* _WHAT THE TASK ASKS_
Identify each line below that contains the string "blue" and copy every such line in full. Case is significant.

* _GIVEN RECORDS_
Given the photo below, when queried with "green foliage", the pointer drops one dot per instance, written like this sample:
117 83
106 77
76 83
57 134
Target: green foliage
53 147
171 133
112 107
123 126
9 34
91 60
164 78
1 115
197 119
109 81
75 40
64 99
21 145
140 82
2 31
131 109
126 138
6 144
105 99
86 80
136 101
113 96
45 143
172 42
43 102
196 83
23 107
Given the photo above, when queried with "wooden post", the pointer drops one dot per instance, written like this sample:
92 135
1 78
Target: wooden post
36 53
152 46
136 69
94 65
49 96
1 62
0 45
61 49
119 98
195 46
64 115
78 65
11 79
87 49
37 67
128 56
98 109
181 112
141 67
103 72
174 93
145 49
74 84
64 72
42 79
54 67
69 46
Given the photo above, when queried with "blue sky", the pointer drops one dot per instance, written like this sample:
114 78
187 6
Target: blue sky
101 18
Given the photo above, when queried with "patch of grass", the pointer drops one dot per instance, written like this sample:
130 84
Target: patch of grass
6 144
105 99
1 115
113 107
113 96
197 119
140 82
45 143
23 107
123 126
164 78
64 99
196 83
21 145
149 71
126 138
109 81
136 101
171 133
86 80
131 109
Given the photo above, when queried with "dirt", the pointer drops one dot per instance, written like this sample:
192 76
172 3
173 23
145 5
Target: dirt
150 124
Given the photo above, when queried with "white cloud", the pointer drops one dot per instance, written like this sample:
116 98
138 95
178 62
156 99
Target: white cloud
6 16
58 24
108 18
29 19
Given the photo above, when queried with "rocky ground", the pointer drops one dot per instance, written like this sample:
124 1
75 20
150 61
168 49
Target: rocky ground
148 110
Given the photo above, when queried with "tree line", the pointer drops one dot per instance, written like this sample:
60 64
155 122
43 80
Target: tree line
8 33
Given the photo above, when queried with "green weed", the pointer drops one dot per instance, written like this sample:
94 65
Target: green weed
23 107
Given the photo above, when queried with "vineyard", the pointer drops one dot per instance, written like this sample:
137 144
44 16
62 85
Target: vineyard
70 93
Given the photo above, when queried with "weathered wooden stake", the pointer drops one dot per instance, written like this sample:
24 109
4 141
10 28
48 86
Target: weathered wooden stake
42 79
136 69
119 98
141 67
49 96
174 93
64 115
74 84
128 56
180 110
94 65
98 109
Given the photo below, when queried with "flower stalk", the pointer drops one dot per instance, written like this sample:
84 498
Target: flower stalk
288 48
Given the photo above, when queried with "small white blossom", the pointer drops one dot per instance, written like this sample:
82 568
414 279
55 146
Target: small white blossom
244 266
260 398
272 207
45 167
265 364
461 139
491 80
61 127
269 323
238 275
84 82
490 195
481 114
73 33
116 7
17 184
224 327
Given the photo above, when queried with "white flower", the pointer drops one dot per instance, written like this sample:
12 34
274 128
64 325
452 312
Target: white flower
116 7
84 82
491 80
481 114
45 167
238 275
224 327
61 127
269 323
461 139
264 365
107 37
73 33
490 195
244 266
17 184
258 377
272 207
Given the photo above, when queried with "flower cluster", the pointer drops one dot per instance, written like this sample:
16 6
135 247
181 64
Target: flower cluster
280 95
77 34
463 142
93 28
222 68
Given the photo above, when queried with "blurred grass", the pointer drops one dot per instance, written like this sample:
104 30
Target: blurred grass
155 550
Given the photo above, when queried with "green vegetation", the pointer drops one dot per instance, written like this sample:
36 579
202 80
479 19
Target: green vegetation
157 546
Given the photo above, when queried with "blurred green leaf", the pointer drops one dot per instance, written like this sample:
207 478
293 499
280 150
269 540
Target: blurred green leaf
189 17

* _SOLUTION TO THE EXERCISE_
Given the photo above, when queried with "blue sky", the pointer drops one dot per instance, written like this sample:
Target: blue sky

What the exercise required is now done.